### Source text:

- - - -

In Pennsylvania, an insurer's obligations are determined by the "four-corners rule." Sapa Extrusions, Inc. v. Liberty Mut. Ins. Co., 939 F.3d 243, 249 (3d Cir. 2019). Pursuant to this rule, an insurer's duty to defend is "triggered, if at all, by the factual averments contained in the underlying complaint." Id. (quoting Kvaerner Metals Div. of Kvaerner U.S., Inc. v. Commercial Union Ins. Co., 908 A.2d 888, 896 (Pa. 2006)). An insurer must defend an insured if the factual allegations of the underlying complaint could "actually or potentially" support a claim within the scope of the policy. Am. & Foreign Ins. Co. v. Jerry's Sport Ctr., Inc., 2 A.3d 526, 541 (Pa. 2010).

In addition to the duty to defend, Travelers alleges Berkley had a duty to indemnify PDC and Beacon for all sums paid to settle and resolve the claims with Canale. Because an insurer's duty to defend is broader than its duty to indemnify, see Ramara, Inc. v. Westfield Ins. Co., 814 F.3d 660, 673 (3d Cir. 2016), the parties only argue, and the Court only addresses, whether Berkley has established that it had no duty to defend, see id. ("[I]t necessarily follows that [the insurer] will not have a duty to indemnify an insured for a judgment in an action for which it was not required to provide a defense.").

"[W]hether a claim against an insured is potentially covered is answered by comparing the four corners of the insurance contract to the four corners of the [underlying] complaint." Id. (citing Donegal Mut. Ins. Co. v. Baumhammers, 938 A.2d 286, 290 (Pa. 2007)). In evaluating, the underlying complaint, a court must take the factual allegations as true and liberally construe them in favor of the insured. See id. If the factual allegations of the underlying complaint "potentially could support recovery under the policy, there will be coverage at least to the extent that the insurer has a duty to defend its insured in the case." Sapa Extrusions, Inc., 939 F.3d at 249 (internal quotation marks and citations omitted).

Here, the factual allegations of Canale's underlying complaint could actually or potentially support recovery under the additional insured endorsement in the Berkley policy. The Court will thus deny Berkley's motion for judgment on the pleadings.

The Berkley policy contains other limitations on Berkley's duty to defend including, but not limited to, Berkley will only defend against a suit seeking damages "because of 'bodily injury' or 'property damage' to which th[e] insurance applies." Compl., Ex. G at 32, ECF No. 1-8. However, in this motion, Berkley only challenges whether the additional insured endorsement was triggered.

- - - -

### Items from a dataset:
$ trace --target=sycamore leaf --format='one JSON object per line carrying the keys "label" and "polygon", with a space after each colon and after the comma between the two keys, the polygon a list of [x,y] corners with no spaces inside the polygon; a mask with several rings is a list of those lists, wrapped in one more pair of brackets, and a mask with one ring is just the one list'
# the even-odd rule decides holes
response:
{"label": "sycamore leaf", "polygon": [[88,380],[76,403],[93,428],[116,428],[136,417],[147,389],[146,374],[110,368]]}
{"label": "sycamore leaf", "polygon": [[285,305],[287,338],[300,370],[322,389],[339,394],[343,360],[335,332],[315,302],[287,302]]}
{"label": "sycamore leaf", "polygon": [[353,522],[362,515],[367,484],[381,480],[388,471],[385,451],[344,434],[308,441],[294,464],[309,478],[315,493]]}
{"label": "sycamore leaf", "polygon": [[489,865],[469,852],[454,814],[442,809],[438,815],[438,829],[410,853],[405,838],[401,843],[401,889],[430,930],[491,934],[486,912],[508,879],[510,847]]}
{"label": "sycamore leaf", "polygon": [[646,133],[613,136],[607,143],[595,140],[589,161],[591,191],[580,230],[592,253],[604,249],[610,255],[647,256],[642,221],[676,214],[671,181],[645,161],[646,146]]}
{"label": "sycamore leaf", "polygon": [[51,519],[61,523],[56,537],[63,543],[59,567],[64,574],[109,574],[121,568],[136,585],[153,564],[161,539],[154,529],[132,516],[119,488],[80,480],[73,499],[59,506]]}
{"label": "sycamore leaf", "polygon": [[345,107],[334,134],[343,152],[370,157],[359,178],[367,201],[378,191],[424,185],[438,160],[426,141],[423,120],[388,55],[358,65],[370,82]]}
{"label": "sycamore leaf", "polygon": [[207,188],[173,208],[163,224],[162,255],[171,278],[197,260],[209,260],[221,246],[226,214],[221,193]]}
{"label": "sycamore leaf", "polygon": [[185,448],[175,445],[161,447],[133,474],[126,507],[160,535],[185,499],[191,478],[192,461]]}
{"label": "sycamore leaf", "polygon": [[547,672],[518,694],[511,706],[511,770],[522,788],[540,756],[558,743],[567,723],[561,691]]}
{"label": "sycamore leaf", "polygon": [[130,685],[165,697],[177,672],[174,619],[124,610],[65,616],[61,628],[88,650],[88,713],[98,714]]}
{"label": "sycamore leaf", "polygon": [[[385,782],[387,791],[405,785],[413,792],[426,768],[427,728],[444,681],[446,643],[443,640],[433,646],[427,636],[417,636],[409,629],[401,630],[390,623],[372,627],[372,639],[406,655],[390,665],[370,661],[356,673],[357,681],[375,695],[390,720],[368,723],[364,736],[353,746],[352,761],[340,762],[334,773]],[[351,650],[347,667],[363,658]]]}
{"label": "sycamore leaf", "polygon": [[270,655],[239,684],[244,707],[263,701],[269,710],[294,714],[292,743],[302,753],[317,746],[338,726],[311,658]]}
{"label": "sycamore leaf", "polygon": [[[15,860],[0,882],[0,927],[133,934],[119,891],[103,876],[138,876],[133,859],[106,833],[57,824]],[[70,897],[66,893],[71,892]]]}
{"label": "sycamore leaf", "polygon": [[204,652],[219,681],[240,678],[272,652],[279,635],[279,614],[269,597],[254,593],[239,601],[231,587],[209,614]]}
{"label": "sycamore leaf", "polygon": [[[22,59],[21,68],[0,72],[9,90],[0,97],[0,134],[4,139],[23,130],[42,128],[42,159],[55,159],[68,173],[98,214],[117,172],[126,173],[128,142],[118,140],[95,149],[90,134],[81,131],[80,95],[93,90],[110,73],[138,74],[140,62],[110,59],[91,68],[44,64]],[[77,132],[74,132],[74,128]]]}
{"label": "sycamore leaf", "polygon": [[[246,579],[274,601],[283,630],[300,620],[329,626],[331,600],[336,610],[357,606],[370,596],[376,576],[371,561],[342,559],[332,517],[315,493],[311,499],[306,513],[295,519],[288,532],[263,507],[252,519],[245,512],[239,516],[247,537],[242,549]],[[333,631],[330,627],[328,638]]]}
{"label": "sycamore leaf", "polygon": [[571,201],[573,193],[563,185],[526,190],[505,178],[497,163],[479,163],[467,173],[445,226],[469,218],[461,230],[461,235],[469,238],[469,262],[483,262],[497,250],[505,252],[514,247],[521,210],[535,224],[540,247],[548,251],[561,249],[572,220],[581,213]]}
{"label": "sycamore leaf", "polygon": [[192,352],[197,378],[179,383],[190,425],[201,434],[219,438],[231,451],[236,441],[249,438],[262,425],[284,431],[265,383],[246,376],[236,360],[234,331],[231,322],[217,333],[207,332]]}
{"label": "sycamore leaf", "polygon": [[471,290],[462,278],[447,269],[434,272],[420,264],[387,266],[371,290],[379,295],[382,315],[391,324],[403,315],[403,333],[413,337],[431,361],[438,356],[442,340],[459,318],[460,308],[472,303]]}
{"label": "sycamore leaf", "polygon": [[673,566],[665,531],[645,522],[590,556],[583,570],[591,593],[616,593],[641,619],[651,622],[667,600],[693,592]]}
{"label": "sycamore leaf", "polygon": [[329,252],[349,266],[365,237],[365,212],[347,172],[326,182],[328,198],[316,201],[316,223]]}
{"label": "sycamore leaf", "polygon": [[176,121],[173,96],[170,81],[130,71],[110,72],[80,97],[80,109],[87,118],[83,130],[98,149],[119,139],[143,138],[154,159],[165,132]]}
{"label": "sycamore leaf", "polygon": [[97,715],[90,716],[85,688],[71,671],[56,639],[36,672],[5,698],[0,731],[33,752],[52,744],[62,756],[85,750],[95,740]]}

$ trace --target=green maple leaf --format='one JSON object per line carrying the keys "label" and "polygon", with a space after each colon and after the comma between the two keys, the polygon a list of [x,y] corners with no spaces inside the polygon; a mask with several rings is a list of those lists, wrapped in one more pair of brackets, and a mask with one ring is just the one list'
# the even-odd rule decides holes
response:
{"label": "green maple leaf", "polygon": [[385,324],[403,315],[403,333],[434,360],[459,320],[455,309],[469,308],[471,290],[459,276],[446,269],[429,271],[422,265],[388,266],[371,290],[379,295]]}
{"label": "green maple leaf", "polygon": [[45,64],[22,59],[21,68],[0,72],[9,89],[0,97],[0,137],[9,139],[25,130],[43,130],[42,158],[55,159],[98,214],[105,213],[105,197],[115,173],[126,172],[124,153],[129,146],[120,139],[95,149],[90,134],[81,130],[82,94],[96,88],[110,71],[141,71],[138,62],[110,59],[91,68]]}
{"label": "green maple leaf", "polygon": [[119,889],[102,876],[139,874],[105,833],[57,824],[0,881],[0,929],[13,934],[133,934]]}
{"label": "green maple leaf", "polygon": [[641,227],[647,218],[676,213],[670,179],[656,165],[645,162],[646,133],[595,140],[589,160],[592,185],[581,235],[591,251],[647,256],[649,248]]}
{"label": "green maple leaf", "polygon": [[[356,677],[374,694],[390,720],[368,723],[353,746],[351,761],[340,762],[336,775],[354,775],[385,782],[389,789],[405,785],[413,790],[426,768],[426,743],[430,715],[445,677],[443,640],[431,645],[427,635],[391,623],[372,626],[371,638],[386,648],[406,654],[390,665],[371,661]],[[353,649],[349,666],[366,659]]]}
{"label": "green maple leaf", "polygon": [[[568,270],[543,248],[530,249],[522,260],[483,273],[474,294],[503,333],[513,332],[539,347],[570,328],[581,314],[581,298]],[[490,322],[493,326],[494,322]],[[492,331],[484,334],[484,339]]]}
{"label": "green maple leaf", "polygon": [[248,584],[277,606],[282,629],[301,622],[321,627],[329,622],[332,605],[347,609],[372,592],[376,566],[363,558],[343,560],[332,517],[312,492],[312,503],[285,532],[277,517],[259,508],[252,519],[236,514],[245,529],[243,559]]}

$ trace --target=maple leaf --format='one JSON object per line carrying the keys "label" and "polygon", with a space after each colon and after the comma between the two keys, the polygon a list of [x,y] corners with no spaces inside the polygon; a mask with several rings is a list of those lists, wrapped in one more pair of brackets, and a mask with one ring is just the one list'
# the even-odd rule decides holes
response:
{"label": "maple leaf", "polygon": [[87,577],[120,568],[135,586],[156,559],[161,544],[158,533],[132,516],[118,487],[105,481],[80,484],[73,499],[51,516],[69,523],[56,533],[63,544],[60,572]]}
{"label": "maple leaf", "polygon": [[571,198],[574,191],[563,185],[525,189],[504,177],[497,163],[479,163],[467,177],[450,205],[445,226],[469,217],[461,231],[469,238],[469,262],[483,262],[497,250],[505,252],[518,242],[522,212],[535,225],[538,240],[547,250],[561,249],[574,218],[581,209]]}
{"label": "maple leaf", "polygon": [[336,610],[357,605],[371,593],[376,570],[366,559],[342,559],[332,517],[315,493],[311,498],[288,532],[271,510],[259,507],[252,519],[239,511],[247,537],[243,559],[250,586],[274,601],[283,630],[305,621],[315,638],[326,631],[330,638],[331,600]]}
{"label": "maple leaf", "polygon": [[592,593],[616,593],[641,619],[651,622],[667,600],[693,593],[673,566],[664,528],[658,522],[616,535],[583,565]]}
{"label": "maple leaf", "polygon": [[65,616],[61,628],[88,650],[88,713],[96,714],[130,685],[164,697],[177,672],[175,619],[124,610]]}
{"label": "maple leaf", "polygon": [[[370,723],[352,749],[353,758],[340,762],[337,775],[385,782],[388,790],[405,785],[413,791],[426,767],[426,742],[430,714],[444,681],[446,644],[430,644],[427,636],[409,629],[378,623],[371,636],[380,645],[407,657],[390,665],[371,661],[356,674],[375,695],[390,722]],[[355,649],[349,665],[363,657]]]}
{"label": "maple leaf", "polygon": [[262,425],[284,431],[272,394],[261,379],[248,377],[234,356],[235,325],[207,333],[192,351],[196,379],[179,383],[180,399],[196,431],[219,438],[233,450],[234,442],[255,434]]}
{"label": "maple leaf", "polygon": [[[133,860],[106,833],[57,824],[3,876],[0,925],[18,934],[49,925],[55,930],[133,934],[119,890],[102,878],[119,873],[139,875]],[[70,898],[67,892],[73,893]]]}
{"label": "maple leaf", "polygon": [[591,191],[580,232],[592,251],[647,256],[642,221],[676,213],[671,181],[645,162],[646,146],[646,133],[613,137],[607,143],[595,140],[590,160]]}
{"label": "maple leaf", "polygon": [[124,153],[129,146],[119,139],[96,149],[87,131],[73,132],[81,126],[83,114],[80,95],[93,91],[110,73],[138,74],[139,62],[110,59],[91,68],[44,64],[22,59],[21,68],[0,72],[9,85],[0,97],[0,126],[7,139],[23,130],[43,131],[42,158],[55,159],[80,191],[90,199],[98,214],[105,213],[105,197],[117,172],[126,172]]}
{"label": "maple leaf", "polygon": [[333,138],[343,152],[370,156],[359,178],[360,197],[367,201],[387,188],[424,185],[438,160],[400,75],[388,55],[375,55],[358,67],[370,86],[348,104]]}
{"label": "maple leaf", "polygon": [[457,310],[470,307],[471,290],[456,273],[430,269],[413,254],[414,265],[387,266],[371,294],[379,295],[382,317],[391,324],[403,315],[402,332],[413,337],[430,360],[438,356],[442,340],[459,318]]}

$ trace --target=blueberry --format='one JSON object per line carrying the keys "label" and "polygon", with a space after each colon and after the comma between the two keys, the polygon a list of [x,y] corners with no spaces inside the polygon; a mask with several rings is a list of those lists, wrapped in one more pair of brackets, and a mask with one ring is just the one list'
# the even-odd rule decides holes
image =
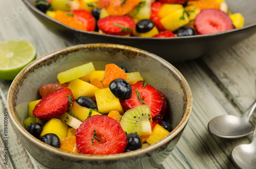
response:
{"label": "blueberry", "polygon": [[178,36],[185,36],[195,35],[195,31],[190,27],[183,26],[177,30]]}
{"label": "blueberry", "polygon": [[97,109],[97,105],[93,100],[87,96],[80,96],[76,100],[80,106],[89,109]]}
{"label": "blueberry", "polygon": [[109,87],[112,93],[118,99],[127,100],[132,96],[132,87],[129,83],[123,79],[111,81]]}
{"label": "blueberry", "polygon": [[120,68],[121,68],[122,69],[122,70],[123,70],[123,71],[124,71],[125,73],[128,73],[128,70],[127,69],[127,68],[125,67],[123,67],[123,66],[119,66]]}
{"label": "blueberry", "polygon": [[137,23],[136,30],[138,33],[145,33],[151,30],[155,24],[151,19],[142,19]]}
{"label": "blueberry", "polygon": [[100,13],[100,8],[94,8],[92,11],[92,14],[96,20],[98,20],[99,18],[99,14]]}
{"label": "blueberry", "polygon": [[170,132],[172,131],[172,130],[173,130],[173,128],[172,128],[172,126],[170,126],[170,125],[169,124],[168,124],[168,123],[164,122],[164,121],[162,121],[162,122],[160,122],[158,123],[160,125],[163,126],[163,127],[165,129],[168,130],[169,132]]}
{"label": "blueberry", "polygon": [[50,146],[56,147],[56,148],[59,148],[60,146],[60,140],[59,140],[59,137],[54,133],[47,133],[45,134],[42,137],[41,141]]}
{"label": "blueberry", "polygon": [[135,133],[130,133],[126,135],[127,147],[126,151],[136,150],[142,147],[142,140],[139,135]]}
{"label": "blueberry", "polygon": [[31,123],[27,130],[34,136],[39,138],[42,131],[42,126],[39,123]]}
{"label": "blueberry", "polygon": [[51,4],[45,0],[37,0],[35,2],[35,7],[44,13],[46,13],[47,10],[51,10],[52,6]]}

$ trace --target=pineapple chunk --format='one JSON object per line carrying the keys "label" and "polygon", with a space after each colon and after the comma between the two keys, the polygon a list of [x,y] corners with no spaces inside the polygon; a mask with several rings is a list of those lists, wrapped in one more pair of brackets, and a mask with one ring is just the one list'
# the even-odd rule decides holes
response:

- - - -

### Task instructions:
- 1) Translate this sentence from the court opinion on insurance coverage into Spanish: "The Court will thus deny Berkley's motion for judgment on the pleadings."
- 2) Carry on the court opinion on insurance coverage from its final sentence, ignoring the data between them.

### Expected responses:
- 1) Por lo tanto, el Tribunal denegará la moción de Berkley para que se dicte sentencia sobre los escritos de alegaciones.

- 2)
First, the Court must examine the relevant terms of the Berkley policy. See id. at 252. According to the additional insured endorsement, "[a]ny person or organization that is a premises owner, manager or lessor is an insured, but only with respect to liability arising out of the ownership, maintenance or use of that part of any premises leased to you [i.e., Evolve]." Compl. Ex. G, at 67, ECF No. 1-8. The operative policy terms are "premises owner, manager, or lessor," "arising out of the ownership, maintenance, or use," and "part of any premises leased to [Evolve]."

Second, the Court must interpret the operative policy terms. See Sapa Extrusions, Inc., 939 F.3d at 252. Interpretation of an insurance policy is a question of law. See Westport Ins. Corp. v. Bayer, 284 F.3d 489, 496 (3d Cir. 2002). If the words are clear and unambiguous, the court must give them their plain and ordinary meaning. See Pac. Indem. Co. v. Linn, 766 F.2d 754, 760-61 (3d Cir.1985).

Evolve concedes PDC and Beacon were the lessor and manager of the property where Canale's fall occurred, and that their liability in the underlying action arises out of their ownership, maintenance, or use of a bathroom at the property. See Def.'s Mot. for J. on Pleadings 8. Based on this concession, the Court need not interpret "owner, manager, or lessor" and "arising out of ownership, maintenance, or use." Resolution of Berkley's motion thus turns on the interpretation of the term "premises" and the phrase "that part of any premises leased to" Evolve, and whether Canale's Complaint sufficiently alleges the bathroom falls within that interpretation. The Court concludes it does.

Despite conceding that PDC and Beacon's liability in the underlying action arises out of their ownership, maintenance, or use of the bathroom where the accident occurred, Berkley argues that liability did not "arise out of" "the portion of the premises Evolve leased." Def.'s Mot. for J. on the Pleadings 9-11. The argument appears to be that Canale's Complaint does not allege the bathroom was a part of the premises leased to Evolve or that the bathroom was not actually a part of the premises leased to Evolve. Nevertheless, because Berkley concedes PDC and Beacon's liability arises out of the ownership, maintenance, or use of the bathroom, the question is whether the facts alleged in Canale's Complaint, construed in PDC and Beacon's favor, sufficiently state the bathroom was a part of the premises leased to Evolve.

Although the Berkley policy does not define "premises," "premises leased to Evolve," "premises owner, manager, or lessor," the phrase "that part of any premises leased to you [i.e. Evolve]" is clear and unambiguous. It refers to the property Evolve, as the primary insured under the Berkley policy, leases for its business. See Kvaerner, 908 A.2d at 897 ("Words of common usage in an insurance policy are construed according to their natural, plain, and ordinary sense." (citations omitted)). The plain meaning of the words is thus whatever property Evolve leased as defined by a lease agreement.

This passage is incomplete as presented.